[Document]
____________________

Ansel Elgort, who plays Polish-American Tony (Romeo to Maria’s Juliet), has – again says Wikipedia – a father “of Russian Jewish descent” and a mother “of Norwegian, English and German ancestry.”
My goodness! These kids must be Americans or something! But I digress. Vehemently.
I don’t care where they come from. Miss Zegler and Mr. Elgort are excellent. They’re much better singers than Natalie Wood and Richard Beymer from back in ’61, although that’s easy to say since neither Wood nor Beymer actually sang – they were dubbed by Marni Nixon and Jimmy Bryant.
Mr. Spielberg has not updated the setting: it’s still 1957 on the West Side of Manhattan, as slum clearance is beginning to make way for Lincoln Center for the Performing Arts and luxury apartments. This gives the film a political edge: both gangs know they’re being displaced – their communities being pushed aside – in the name of wealth and progress. They know it’s senseless to blame one another for their rage. They know the elites consider poor “whites” and poor Puerto Ricans so much trash to be swept aside.
And more so than in Wise’s film, Spielberg has brought out the West Side’s Catholicism. There’s a (slightly irreverent) scene in a Catholic church with women in chapel veils, and we see the sign of the cross made by characters in several scenes. In the apartment shared by Maria and Anita (Ariana DeBose), each has a crucifix over her bed.
Miss DeBose plays the role for which Rita Moreno won a Best Supporting Actress Oscar in 1962. As you may know, Ms. Moreno appears in the new film, as the store owner Valentina (a new character), who, though Puerto Rican, is like a mother to Tony. In one of the questionable choices made by the director, Moreno sings “Somewhere,” which on stage and in the first film is a tragic coda, a duet with Maria and Tony. It works when Moreno sings it – just not as well.
Spielberg has flipped the coda, which is now “One Hand, One Heart,” first sung by the doomed couple (before their fates are sealed by violence) at the MET Cloisters museum in Upper Manhattan. It’s as tender a romantic scene as you’ll see. Maria will later reprise the song. Alone.

____________________

Pick up the review of Spielberg's West Side Story after its final sentence and keep writing it.

[Dataset excerpt]
____________________

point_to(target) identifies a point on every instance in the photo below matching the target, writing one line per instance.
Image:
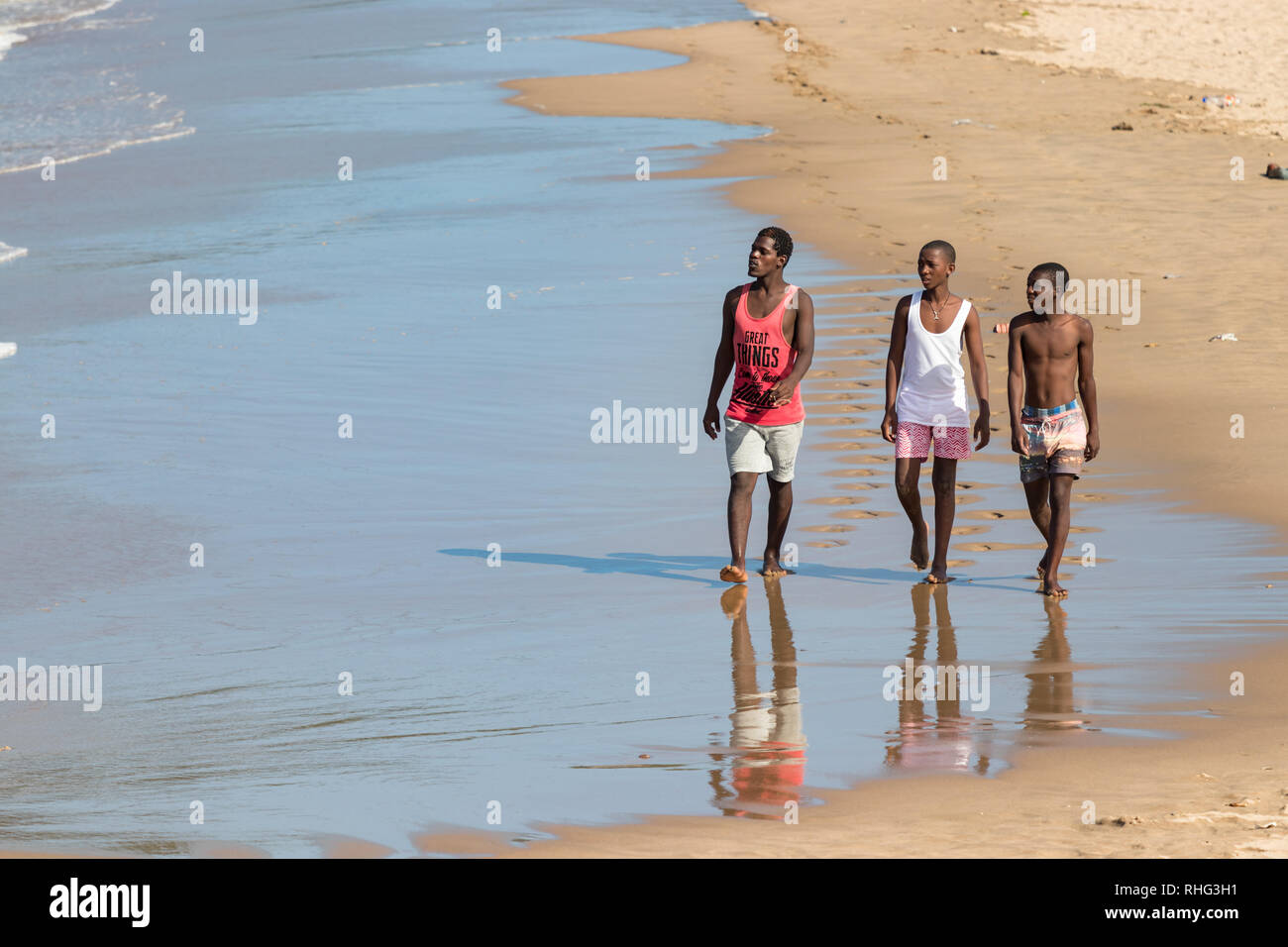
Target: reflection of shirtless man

____________________

[Output]
The music, of course, is the same marvelous score by Leonard Bernstein with lyrics by Stephen Sondheim. That music always had emotional intensity, but Spielberg has suffused his film with powerful passion not seen in his work since Schindler’s List. His West Side Story is not as great a film as that, but it is very good.
And I wouldn’t have thought it possible, but Justin Peck’s choreography exceeds Jerome Robbins’, although it’s very much influenced by Robbins. I assume it was Spielberg who let loose the dancers from the constraints of 1961, carried over, then, from the Broadway stage, especially in “America” and “I Feel Pretty,” now joyously liberated.
Like its ultimate source, Romeo and Juliet, West Side Story is a plea for tolerance. Shakespeare has the Prince declaim: “See, what a scourge is laid upon your hate, / That heaven finds means to kill your joys with love.”
At my most recent Confession, the ailing, holy priest, in a faint and wavering voice, gave me my penance: “Go. . .and spread peace.”
West Side Story is rated PG-13, as MPAA explains, “for some strong violence [the rumble], strong language [in English and Spanish!], thematic content, suggestive material [but no nudity], and brief smoking.” Not sure what “thematic content” refers to . . . unless Catholicism is considered “triggering.”
You may also enjoy:
Pope Pius XI’s On movies, bad and good (from Vigilanti Cura, 1936)
Mr. Miner’s Soap-Box Derby: A Review of Ben-Hur (2016)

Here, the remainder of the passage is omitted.